** Records for the exercise **

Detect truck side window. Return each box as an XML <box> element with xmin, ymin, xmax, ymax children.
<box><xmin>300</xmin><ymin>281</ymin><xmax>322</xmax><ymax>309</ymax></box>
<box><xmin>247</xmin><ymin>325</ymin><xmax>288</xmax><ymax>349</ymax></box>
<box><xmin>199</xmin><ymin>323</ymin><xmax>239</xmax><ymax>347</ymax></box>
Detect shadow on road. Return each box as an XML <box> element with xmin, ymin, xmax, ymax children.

* * *

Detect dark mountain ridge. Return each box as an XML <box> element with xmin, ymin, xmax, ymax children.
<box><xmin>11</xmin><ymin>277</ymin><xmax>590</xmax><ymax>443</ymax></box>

** Assignment **
From the entries above, return exactly the line containing "Detect truck side", the line containing "Detect shadow on", and all lines between, and nothing else.

** Task solution **
Detect truck side window. Return each box as an XML <box> element with xmin, ymin, xmax, ymax children.
<box><xmin>300</xmin><ymin>281</ymin><xmax>322</xmax><ymax>309</ymax></box>
<box><xmin>247</xmin><ymin>325</ymin><xmax>288</xmax><ymax>349</ymax></box>
<box><xmin>199</xmin><ymin>323</ymin><xmax>239</xmax><ymax>347</ymax></box>
Detect shadow on road. Return each box as an XML <box> element with xmin, ymin, xmax, ymax children.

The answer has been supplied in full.